Document section -
--- START ---

Perseverance is a NASA Mars rover that landed on 18 February 2021.
The rover will search for past life on Mars and collect soil and rock samples for future return to Earth.
Getting Perseverance’s samples back to Earth will require at least two missions that are currently being planned by NASA and the European Space Agency.
Why we need Perseverance
Perseverance launched on 30 July 2020 amidst the added challenge of the global COVID-19 pandemic. On 18 February 2021, it landed in Jezero crater, the site of an ancient lake and river delta. There, the rover will search for microbial fossils in rocks that formed in Mars’ warm, wet past. It will also look for carbon-containing molecules called organics that form the building blocks of life on Earth.
Not since 1976 has NASA directly searched for life on Mars, when the dual Viking landers performed long-shot chemistry experiments that turned up inconclusive results.Perseverance will also collect soil and rock samples as it travels, and store them in tubes that future missions by NASA and the European Space Agency will collect.
Tianwen-1 orbiter, lander and Zhurong rover (China)

--- END ---

Problems to solve -
[1] List every distinct date or year that the passage on the Perseverance rover gives.
[2] Extend the passage on the Perseverance rover beyond its final line.

Supplied records -

--- START ---

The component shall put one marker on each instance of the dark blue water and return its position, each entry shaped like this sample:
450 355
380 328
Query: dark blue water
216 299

--- END ---

Task responses -
[1] 18 February 2021, 30 July 2020, 1976

[2]
Tianwen-1 (“questions to heaven,” or “questioning the heavens”) is China’s first Mars mission, consisting of an orbiter and a rover named Zhurong. It entered Mars orbit on 10 February 2021 and Zhurong will not land until May or June.
Among the rover’s science instruments is a radar that could detect pockets of water beneath the surface, which may contain life.
Only NASA has successfully landed and operated spacecraft on Mars. More countries exploring Mars and our solar system means more discoveries and opportunities for global collaboration.
Why we need Tianwen-1
China’s Tianwen-1 Mars mission launched on 23 July 2020 amidst the added challenge of the global COVID-19 pandemic. It will, among other things, search for pockets of water using radar mounted on the Zhurong rover. The European Space Agency’s Mars Express spacecraft found evidence for subsurface water using radar from orbit, but this will be the first time a rover has searched from the ground.
Tianwen-1 will give China valuable Mars experience and lay groundwork for a possible sample return mission planned for the end of the 2020s.
Hope orbiter United Arab Emirates (UAE)
Hope is a United Arab Emirates mission to Mars that arrived in orbit on 9 February 2021.
The mission will build a complete picture of Mars’ climate, helping scientists better understand what Mars was like when its atmosphere could have supported life.
Hope is the Arab world’s first mission to another planet. More countries exploring our solar system means more discoveries and opportunities for global collaboration.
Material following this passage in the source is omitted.